• _SOURCE EXTRACT_:

Researchers Develop New LNP to Successfully Deliver mRNA to The Brain

The blood-brain barrier (BBB) refers to the barrier between plasma and brain cells formed by the walls of brain capillaries and glial cells, and the barrier between plasma and cerebrospinal fluid formed by the choroid plexus, which only allows specific types of molecules to enter brain neurons and other surrounding cells from the bloodstream. The existence of the blood-brain barrier is of great significance in preventing harmful substances from entering the brain from the blood. However, it also prevents the transfer of most small and large molecule drugs (such as peptides, proteins and nucleic acids), severely limiting the treatment of central nervous system diseases (such as neurodegenerative diseases, brain tumors, brain infections and strokes). Although some progress has been made in this field in recent years, we still urgently need technologies that can cross the blood-brain barrier and improve the delivery of biomacromolecule-based therapies to the central nervous system (CNS) through systemic administration.

In February 2025, Professor Yizhou Dong's team at the Icahn School of Medicine at Mount Sinai published a research paper titled "Blood-brain-barrier-crossing lipid nanoparticles for mRNA delivery to the central nervous system" in Nature Materials, a Nature journal. The study developed a new lipid nanoparticle (LNP) system, MK16 BLNP, which can break through the blood-brain barrier and deliver mRNA to neurons and astrocytes in the brain's central nervous system through intravenous injection. The study paves the way for future treatments of a range of brain diseases such as Alzheimer's disease, ALS, brain tumors, and drug addiction.

Previously, researchers developed a γ-secretase-mediated blood-brain barrier coupling (BCC) system that can cross the blood-brain barrier. Biomacromolecules (such as oligonucleotides) can be safely and effectively delivered to the central nervous system (CNS) through intravenous injection, and gene silencing can be performed on mouse models and human brain tissue. In a new study published in Nature Materials, Professor Dong Yizhou's team tried to develop a new LNP that can deliver mRNA to the brain's central nervous system, allowing mRNA to enter the brain and instruct brain cells to produce therapeutic proteins. These proteins can help treat or prevent diseases by replacing missing proteins, reducing harmful proteins, or activating the body's defenses.

The research team designed and synthesized six categories of 72 lipids (BL) that can cross the blood-brain barrier (BBB), including L-DOPA derivatives, D-serine derivatives, temozolomide derivatives, tryptamine derivatives, cinnamic acid derivatives, and MK-0752 derivatives. These lipids are formed by combining BBB-spanning modules with amino lipids. Through screening and structural optimization, the research team obtained a leading blood-brain barrier lipid nanoparticle (BLNP) - MK16 BLNP, which can significantly improve the efficiency of mRNA delivery to the brain.

• _WHAT YOU SHOULD DO_:
Update the passage of the brain mRNA delivery article starting with "The research team designed" and going on through "to the brain.", replacing "research team" with "study group". None of this material is needed.

• _Stored data entries_:
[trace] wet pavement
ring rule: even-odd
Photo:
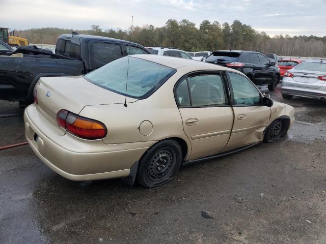
[[[295,108],[286,139],[154,189],[72,181],[28,145],[1,150],[0,243],[326,243],[326,103],[271,95]],[[25,140],[22,112],[0,102],[0,147]]]

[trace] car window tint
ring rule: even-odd
[[[65,53],[69,54],[70,53],[70,41],[66,41],[65,45]]]
[[[326,72],[326,64],[324,63],[302,63],[294,69],[298,70]]]
[[[195,57],[207,57],[209,56],[208,52],[197,52],[195,54]]]
[[[234,73],[229,73],[229,77],[233,90],[235,105],[260,104],[260,94],[247,78]]]
[[[122,56],[119,44],[98,43],[93,44],[94,59],[103,63],[110,63]]]
[[[260,60],[260,64],[263,65],[269,65],[270,64],[268,59],[262,54],[259,54],[259,59]]]
[[[280,61],[278,63],[279,66],[296,66],[298,64],[295,61]]]
[[[171,57],[181,57],[180,52],[179,51],[170,51],[170,55]]]
[[[127,46],[126,47],[128,55],[147,54],[147,52],[139,47],[133,47],[132,46]]]
[[[244,63],[250,63],[250,56],[249,56],[249,53],[243,52],[240,57],[239,58],[238,62]]]
[[[171,56],[171,51],[165,51],[163,53],[164,56]]]
[[[176,89],[176,97],[179,106],[190,106],[190,98],[187,80],[184,78]]]
[[[257,53],[250,53],[250,64],[260,65],[260,62]]]
[[[156,54],[156,55],[157,55],[158,54],[158,50],[148,49],[148,51],[149,51],[149,52],[151,53],[151,54]]]
[[[180,54],[181,54],[181,57],[182,58],[186,58],[187,59],[192,59],[191,57],[188,54],[186,53],[185,52],[180,52]]]
[[[156,90],[176,71],[156,63],[127,56],[109,63],[84,77],[112,92],[143,99]]]
[[[223,82],[221,76],[200,75],[188,78],[192,106],[226,104]]]

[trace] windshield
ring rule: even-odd
[[[208,52],[197,52],[195,54],[195,57],[207,57],[208,56]]]
[[[218,62],[227,63],[235,62],[240,56],[240,53],[235,52],[214,51],[205,60],[206,62]]]
[[[302,63],[294,69],[298,70],[308,70],[326,72],[326,63]]]
[[[149,52],[151,53],[151,54],[158,54],[158,50],[148,49],[148,51],[149,51]]]
[[[297,62],[295,61],[280,61],[278,63],[279,66],[296,66]]]
[[[112,92],[134,98],[144,99],[152,94],[176,70],[156,63],[128,57],[116,59],[84,77],[89,81]]]

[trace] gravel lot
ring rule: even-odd
[[[295,108],[286,139],[152,189],[70,181],[28,145],[0,151],[0,243],[326,243],[326,103],[271,95]],[[24,141],[22,111],[0,102],[0,146]]]

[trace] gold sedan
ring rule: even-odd
[[[281,140],[294,119],[293,107],[237,71],[150,54],[41,78],[34,98],[26,137],[48,167],[73,180],[122,177],[145,187],[183,165]]]

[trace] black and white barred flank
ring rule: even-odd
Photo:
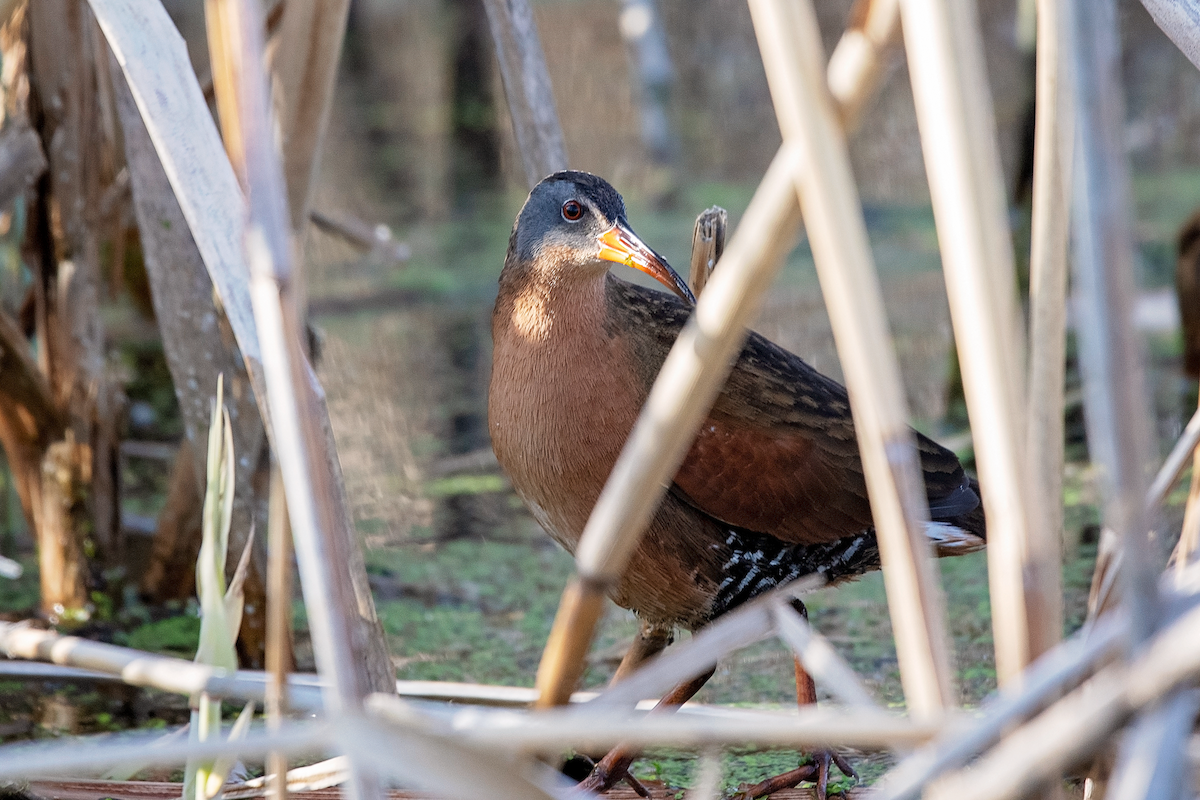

• _RESPONSE TO THE TASK_:
The study group designed and synthesized six categories of 72 lipids (BL) that can cross the blood-brain barrier (BBB), including L-DOPA derivatives, D-serine derivatives, temozolomide derivatives, tryptamine derivatives, cinnamic acid derivatives, and MK-0752 derivatives. These lipids are formed by combining BBB-spanning modules with amino lipids. Through screening and structural optimization, the study group obtained a leading blood-brain barrier lipid nanoparticle (BLNP) - MK16 BLNP, which can significantly improve the efficiency of mRNA delivery to the brain.